*OBJETIVO 1:* Transcreva, por favor, palavra por palavra, o trecho do texto sobre o Natal que começa em "Natal na Mangedoura" e termina em "que seja? Really?".
*OBJETIVO 2:* Retome o texto sobre o Natal a partir do ponto em que ele termina.

*TEXTO FORNECIDO:*
+++

Natal na Mangedoura
Quando aceitamos a verdade sobre nós próprios - náufragos e salvos - as nossas vidas passam a estar ancoradas na Rocha que é Cristo, e não nas areias movediças dos nossos sentimentos inconstantes.
Por estes dias tenho estado a pensar sobre o que escrever. Durante semanas não consegui chegar a conclusão alguma; ate que percebi que a minha dificuldade não era tanto sobre o que escrever, mas sobre como passar do post anterior para o que quer que seja. Se ainda não o leu, está convidado a lê-lo. Basta clicar aqui. Como é que se passa de um post tao intenso sobre auto-sabotagem e misoginia para o que quer que seja? Really?

+++

*INFORMAÇÃO FORNECIDA:*
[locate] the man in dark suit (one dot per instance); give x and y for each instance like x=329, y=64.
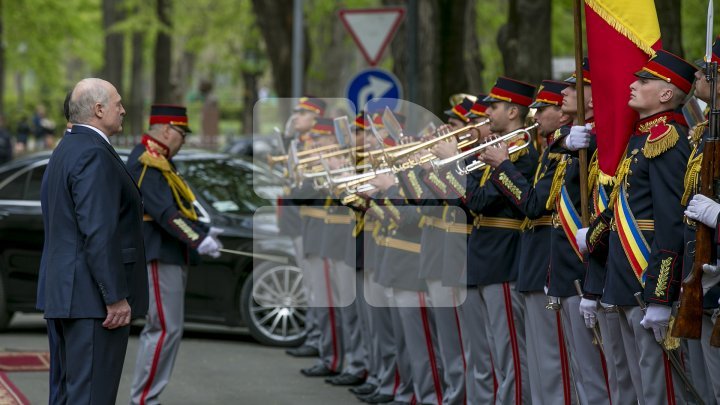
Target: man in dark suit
x=92, y=275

+++

*RESULTADO 1:*
Natal na Mangedoura
Quando aceitamos a verdade sobre nós próprios - náufragos e salvos - as nossas vidas passam a estar ancoradas na Rocha que é Cristo, e não nas areias movediças dos nossos sentimentos inconstantes.
Por estes dias tenho estado a pensar sobre o que escrever. Durante semanas não consegui chegar a conclusão alguma; ate que percebi que a minha dificuldade não era tanto sobre o que escrever, mas sobre como passar do post anterior para o que quer que seja. Se ainda não o leu, está convidado a lê-lo. Basta clicar aqui. Como é que se passa de um post tao intenso sobre auto-sabotagem e misoginia para o que quer que seja? Really?

*RESULTADO 2:*
Talvez o mais obvio seria escrever sobre o Natal, uma vez que, de uma forma ou de outra, é algo presente no quotidiano de toda a gente, independentemente, de crenças, opiniões, religiões, etc. No meu íntimo eu sabia que não queria ter o Natal como assunto primário. Talvez por isso tenha entrado numa luta com os meus próprios pensamentos, sentimentos e desejos, no intuito de pelo menos perceber por quais eu lutaria de maneira a sairem vitoriosos nesse ringue.
Já há tanta informação, explicação, exegese e até alguma controvérsia sobre o tema, bem como uma miríade de pessoas a tratar do mesmo, que só a ideia de seguir pelo mesmo caminho pesava-me (e pesa). Por quê tentar matar a sede da alma humana com informação, quando a única coisa que a sacia é a Vida? Para além disso, apesar de por anos me ter sujeitado à “mentalidade de manada”—ao que a minha rica irmã, engraçadamente chama de “carneirada”… lololol—não estou mais disponível para seguir tais mentalidades sem pensar por mim mesma, e sem que elas me façam sentido.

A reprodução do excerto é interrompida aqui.